## [WORK ITEM]
Each record below must be reproduced exactly as it reads, with its images omitted.

## [Image point grounding data]

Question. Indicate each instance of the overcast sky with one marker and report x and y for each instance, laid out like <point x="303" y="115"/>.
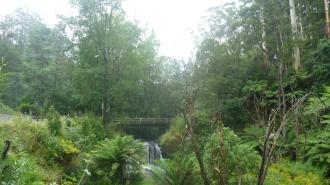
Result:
<point x="173" y="21"/>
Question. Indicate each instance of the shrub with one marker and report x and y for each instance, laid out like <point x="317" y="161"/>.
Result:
<point x="293" y="173"/>
<point x="118" y="161"/>
<point x="4" y="109"/>
<point x="318" y="149"/>
<point x="240" y="158"/>
<point x="29" y="109"/>
<point x="179" y="170"/>
<point x="54" y="121"/>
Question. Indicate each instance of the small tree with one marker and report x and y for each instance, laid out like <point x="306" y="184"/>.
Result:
<point x="54" y="121"/>
<point x="119" y="160"/>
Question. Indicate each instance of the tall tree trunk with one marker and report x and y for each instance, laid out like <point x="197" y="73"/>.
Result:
<point x="327" y="17"/>
<point x="263" y="37"/>
<point x="294" y="26"/>
<point x="189" y="114"/>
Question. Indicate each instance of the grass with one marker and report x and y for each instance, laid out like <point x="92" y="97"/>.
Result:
<point x="4" y="109"/>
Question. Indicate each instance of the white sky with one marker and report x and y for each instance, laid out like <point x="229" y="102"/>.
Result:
<point x="173" y="21"/>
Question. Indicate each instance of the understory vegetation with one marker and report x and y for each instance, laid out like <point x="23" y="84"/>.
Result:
<point x="252" y="106"/>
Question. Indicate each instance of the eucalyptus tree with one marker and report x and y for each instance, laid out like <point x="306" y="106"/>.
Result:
<point x="114" y="59"/>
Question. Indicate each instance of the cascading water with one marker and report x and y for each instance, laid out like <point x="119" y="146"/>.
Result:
<point x="153" y="153"/>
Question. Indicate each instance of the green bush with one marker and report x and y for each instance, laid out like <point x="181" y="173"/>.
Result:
<point x="29" y="109"/>
<point x="318" y="149"/>
<point x="54" y="121"/>
<point x="4" y="109"/>
<point x="118" y="161"/>
<point x="179" y="170"/>
<point x="241" y="159"/>
<point x="293" y="173"/>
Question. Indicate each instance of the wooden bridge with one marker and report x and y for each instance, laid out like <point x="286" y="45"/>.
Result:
<point x="149" y="129"/>
<point x="143" y="121"/>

## [TASK SOLUTION]
Question. Indicate each instance of the overcast sky with one marker and report x and y for each instance, laid out like <point x="303" y="115"/>.
Result:
<point x="173" y="21"/>
Question. Indicate each instance of the shrub with one marker and report x and y for each instance, laid out like <point x="317" y="161"/>.
Result:
<point x="293" y="173"/>
<point x="118" y="161"/>
<point x="4" y="109"/>
<point x="318" y="149"/>
<point x="240" y="158"/>
<point x="29" y="109"/>
<point x="179" y="170"/>
<point x="54" y="121"/>
Question. Indicate each instance of the small tree with one marker and report x and y for each instance, laid out like <point x="306" y="184"/>.
Result:
<point x="54" y="121"/>
<point x="119" y="160"/>
Question. Indicate each instance of the tall tree trunk with one marker and report x and y for each instance, laid out like <point x="197" y="73"/>.
Result:
<point x="327" y="17"/>
<point x="263" y="37"/>
<point x="294" y="26"/>
<point x="189" y="114"/>
Question. Indicate each instance of the grass with one marker and report x and y for each instance, laid out like <point x="92" y="97"/>.
Result:
<point x="4" y="109"/>
Question. Indicate each instance of the white sky with one marker and report x and y for each instance, laid out like <point x="229" y="102"/>.
Result:
<point x="173" y="21"/>
Question. Indicate each instance of the understory vegetation with one marker and report x and y for each instance, laid out like <point x="23" y="84"/>.
Result:
<point x="252" y="106"/>
Question. Indicate each instance of the eucalyptus tree with one marker and report x and y for each instance, laid out like <point x="306" y="106"/>.
Result:
<point x="114" y="59"/>
Question. Indicate each instance of the cascading water with one marker and report x and y for each instance, laid out like <point x="119" y="146"/>.
Result:
<point x="153" y="153"/>
Question. Indicate each instance of the green bush with one marker and report x and y for each instance, laid out like <point x="181" y="173"/>.
Result:
<point x="29" y="109"/>
<point x="318" y="149"/>
<point x="54" y="121"/>
<point x="4" y="109"/>
<point x="118" y="161"/>
<point x="179" y="170"/>
<point x="241" y="159"/>
<point x="293" y="173"/>
Question. Indicate each instance of the wooden bridge with one marker and report x and y for each instance, laid out like <point x="286" y="45"/>.
Result:
<point x="149" y="129"/>
<point x="143" y="121"/>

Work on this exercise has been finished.